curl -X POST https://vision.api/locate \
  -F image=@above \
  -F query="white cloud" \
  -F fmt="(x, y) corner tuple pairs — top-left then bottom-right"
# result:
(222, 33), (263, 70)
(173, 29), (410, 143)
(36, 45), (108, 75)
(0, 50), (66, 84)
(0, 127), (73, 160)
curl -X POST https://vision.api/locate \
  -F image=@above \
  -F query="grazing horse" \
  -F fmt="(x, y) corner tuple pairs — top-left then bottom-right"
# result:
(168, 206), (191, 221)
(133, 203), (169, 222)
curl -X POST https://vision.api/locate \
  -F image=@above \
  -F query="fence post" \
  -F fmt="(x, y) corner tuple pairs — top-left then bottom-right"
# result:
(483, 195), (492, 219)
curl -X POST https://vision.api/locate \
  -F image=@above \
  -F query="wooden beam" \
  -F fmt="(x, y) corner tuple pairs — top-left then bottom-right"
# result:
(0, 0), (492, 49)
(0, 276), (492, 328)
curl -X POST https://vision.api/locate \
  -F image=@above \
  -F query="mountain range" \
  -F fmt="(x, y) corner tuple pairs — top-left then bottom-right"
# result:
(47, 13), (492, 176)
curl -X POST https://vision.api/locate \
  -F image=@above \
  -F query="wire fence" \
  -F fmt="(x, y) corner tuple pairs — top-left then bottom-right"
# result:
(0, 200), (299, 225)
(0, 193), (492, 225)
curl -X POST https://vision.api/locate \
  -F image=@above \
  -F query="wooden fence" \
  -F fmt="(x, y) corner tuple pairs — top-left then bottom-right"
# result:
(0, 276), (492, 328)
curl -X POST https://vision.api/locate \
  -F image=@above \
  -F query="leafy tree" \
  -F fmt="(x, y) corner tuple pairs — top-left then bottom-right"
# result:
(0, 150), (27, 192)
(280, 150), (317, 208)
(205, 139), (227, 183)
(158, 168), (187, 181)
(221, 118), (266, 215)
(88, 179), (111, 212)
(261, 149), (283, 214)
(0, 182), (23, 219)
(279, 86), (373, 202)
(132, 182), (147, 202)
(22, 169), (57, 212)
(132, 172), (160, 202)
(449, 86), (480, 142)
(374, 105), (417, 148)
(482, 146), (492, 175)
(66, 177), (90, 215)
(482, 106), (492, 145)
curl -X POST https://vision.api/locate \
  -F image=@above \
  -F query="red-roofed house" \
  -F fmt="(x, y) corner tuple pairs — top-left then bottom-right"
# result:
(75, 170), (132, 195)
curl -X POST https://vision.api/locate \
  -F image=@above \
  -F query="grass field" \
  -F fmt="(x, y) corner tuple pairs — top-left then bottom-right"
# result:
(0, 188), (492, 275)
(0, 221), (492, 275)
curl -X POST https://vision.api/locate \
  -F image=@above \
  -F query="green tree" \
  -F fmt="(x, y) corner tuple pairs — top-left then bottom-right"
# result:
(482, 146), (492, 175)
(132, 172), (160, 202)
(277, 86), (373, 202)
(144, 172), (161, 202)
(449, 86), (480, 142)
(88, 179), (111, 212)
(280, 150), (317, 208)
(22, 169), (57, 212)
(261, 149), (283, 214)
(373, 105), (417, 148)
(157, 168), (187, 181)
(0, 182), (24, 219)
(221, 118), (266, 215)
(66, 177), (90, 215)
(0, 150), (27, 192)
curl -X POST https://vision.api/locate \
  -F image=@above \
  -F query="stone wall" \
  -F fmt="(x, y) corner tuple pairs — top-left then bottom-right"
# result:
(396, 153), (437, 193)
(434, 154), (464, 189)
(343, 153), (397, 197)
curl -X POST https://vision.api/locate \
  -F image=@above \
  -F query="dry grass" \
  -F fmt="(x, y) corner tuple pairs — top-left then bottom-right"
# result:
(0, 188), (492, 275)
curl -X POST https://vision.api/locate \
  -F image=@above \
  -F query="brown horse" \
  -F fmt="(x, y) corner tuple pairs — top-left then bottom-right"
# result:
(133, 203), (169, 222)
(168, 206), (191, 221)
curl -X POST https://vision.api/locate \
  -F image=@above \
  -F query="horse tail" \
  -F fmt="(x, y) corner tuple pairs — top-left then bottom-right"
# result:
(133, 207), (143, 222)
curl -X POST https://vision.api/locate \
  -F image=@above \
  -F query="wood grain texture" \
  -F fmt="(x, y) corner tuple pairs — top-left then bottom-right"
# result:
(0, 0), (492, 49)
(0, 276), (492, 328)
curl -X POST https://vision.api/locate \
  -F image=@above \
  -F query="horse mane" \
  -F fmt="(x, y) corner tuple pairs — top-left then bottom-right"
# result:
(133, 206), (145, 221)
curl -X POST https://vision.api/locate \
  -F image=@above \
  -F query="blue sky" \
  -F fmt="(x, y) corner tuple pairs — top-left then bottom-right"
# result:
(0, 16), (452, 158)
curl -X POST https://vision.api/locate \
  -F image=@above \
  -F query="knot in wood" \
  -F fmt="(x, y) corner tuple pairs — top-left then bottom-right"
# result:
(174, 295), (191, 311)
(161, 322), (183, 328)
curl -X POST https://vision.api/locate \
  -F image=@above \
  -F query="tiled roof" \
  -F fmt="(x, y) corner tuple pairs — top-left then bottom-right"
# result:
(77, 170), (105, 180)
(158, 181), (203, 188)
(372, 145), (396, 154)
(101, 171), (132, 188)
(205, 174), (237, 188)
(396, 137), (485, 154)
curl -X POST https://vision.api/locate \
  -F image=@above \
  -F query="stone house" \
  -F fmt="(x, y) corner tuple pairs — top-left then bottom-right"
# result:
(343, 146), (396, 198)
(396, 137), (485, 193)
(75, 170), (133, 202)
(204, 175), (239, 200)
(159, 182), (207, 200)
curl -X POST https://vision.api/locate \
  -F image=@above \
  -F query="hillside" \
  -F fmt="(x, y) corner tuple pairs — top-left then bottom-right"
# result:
○ ○ ○ ○ ○ ○ ○
Return every line of the material above that contains the string "stone", matching case exactly.

* [Result of this exercise]:
  -F query="stone wall" \
  -F query="stone house" \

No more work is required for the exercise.